WHAT IS BEING ASKED >> Copy out the listing below, substituting "single dot" for "single marker" wherever it occurs and leaving everything else unchanged.

+---+

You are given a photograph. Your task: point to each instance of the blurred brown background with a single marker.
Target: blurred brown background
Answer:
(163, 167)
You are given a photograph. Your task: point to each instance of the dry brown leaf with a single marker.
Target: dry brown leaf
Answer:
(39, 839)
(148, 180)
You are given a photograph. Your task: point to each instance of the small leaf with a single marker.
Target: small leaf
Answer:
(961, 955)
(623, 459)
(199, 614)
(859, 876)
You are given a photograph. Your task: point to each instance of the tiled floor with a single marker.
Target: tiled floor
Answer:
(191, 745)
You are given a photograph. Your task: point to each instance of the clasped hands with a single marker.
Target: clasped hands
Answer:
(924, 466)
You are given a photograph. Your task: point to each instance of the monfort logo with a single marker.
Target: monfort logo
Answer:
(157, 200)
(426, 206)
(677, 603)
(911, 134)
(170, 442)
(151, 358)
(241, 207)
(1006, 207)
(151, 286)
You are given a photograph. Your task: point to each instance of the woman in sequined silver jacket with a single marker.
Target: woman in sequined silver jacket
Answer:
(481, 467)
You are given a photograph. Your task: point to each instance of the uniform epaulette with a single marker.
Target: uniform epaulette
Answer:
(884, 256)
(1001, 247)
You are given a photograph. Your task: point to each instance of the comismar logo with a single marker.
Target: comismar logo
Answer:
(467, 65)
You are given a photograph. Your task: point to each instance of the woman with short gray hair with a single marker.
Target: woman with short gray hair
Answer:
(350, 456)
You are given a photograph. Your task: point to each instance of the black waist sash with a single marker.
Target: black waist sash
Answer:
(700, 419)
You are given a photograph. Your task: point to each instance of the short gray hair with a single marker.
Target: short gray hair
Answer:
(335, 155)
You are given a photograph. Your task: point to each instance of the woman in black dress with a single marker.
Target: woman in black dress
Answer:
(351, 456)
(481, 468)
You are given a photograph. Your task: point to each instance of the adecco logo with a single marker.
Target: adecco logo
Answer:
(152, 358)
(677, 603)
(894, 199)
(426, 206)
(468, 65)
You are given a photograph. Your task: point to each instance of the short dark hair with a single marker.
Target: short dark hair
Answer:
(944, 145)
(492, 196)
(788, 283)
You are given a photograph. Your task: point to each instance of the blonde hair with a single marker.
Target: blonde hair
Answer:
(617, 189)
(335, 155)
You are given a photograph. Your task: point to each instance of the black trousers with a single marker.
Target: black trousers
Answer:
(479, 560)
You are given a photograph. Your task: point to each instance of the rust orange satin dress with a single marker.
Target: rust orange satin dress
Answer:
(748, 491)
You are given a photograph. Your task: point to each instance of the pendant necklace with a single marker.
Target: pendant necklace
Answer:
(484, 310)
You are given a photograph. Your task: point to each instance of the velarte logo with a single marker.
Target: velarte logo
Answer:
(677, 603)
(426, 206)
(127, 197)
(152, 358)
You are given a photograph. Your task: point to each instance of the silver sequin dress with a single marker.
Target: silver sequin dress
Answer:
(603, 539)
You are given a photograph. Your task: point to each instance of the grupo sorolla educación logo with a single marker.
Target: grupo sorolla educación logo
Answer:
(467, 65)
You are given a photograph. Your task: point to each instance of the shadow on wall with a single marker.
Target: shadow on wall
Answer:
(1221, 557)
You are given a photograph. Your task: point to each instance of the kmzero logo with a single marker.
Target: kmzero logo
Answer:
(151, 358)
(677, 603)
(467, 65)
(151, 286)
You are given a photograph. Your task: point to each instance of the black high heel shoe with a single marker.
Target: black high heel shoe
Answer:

+---+

ANSWER >>
You are given a photograph. Your task: point to each instance of the blurred brown background with a single dot.
Target: blurred brown background
Answer:
(163, 167)
You are given a photograph. Your task: point to each instance of the dry brown leaf with a single dot.
Target: dry brown leaf
Answer:
(39, 839)
(148, 180)
You are given a photograph. Your task: point to each instance of the small leaf with a single dot.
Target: small leaf
Answer:
(961, 955)
(623, 459)
(199, 614)
(859, 876)
You are given a photograph. Your task: point to each instance of the tiled floor with a single dot.
Target: tiled floor
Answer:
(191, 745)
You are given a photograph. Your task: point to each instance of the clasped hands with a single dot.
Target: clasped hands
Answer:
(924, 466)
You are given a photograph. Your task: point to each instance of the monfort logo with a single dot.
Target: monfort logo
Answer:
(157, 200)
(426, 206)
(677, 603)
(911, 134)
(170, 442)
(151, 358)
(241, 207)
(1006, 207)
(151, 286)
You are given a photograph. Your task: point to each instance of the woman in sequined silver jacket with a single dot.
Target: woman in sequined silver jacket
Answer:
(481, 467)
You are given a photograph. Your task: point to each instance of the uniform epaulette with a single dot.
Target: uniform epaulette
Answer:
(884, 256)
(1001, 247)
You are given a photograph. Your task: point to each instance of the comismar logo with a single dot.
Target: comismar logo
Answer:
(467, 65)
You are given a photograph. Your task: point to each instance of the woman with short gray hair with a single dot.
Target: woman with short gray hair
Answer:
(350, 456)
You are given a photograph. Your task: point to each instance of the black waist sash with a single dot.
Target: black waist sash
Answer:
(700, 419)
You are given a photograph. Your task: point to each instance of the short gray hair with a single dot.
Target: short gray hair
Answer:
(335, 155)
You are given a photograph. Your task: point to each instance of the woman in black dress with a single dot.
Target: woman in black dress
Answer:
(351, 456)
(481, 468)
You are given a photograph. Your task: point to each instance of the adecco logo with a single dot.
Target: adecco logo
Answer:
(152, 358)
(677, 603)
(894, 199)
(426, 206)
(468, 65)
You are given a photograph. Your task: point to each instance of the short dark hair with a single dot.
Target: short dark hair
Answer:
(944, 145)
(492, 196)
(788, 283)
You are given a photograph. Your task: point to each instance of the blonde hair with a single dot.
Target: blonde hair
Answer:
(617, 189)
(335, 155)
You are given a photograph. Your task: point to each instance of the black trousers with a single dot.
Target: black trousers
Answer:
(479, 560)
You are given a photograph. Your task: point to each instance of the rust orange satin dress with a single dot.
Target: rust orange satin dress
Answer:
(748, 491)
You are given a photograph. Your task: point to each instance of the pendant necklace with a single dot.
Target: pendant necklace
Answer:
(484, 310)
You are given a photograph. Your task: point to each instance of the velarte logo with a single dot.
Target: velarte logo
Answer:
(677, 603)
(426, 206)
(127, 197)
(152, 358)
You are given a photograph. Your task: point to each instance of the silver sequin dress with a single dot.
Target: silver sequin dress
Answer:
(603, 539)
You are given a photograph. Your task: point to each instance of the grupo sorolla educación logo with a single dot.
Target: grupo sorolla educación logo
Answer:
(467, 65)
You are given a photograph. Your task: point to each instance of the shadow on wall with a single dot.
Target: shadow on wall
Answer:
(1221, 557)
You are given a photograph. Your task: point to each instance of the kmzero logo with a single dot.
Target: kmzero logo
Answer:
(151, 358)
(677, 603)
(467, 65)
(151, 286)
You are given a photograph. Your task: point to each instance of the black high heel shoe with a single dot.
Target: black high heel shoe
Answer:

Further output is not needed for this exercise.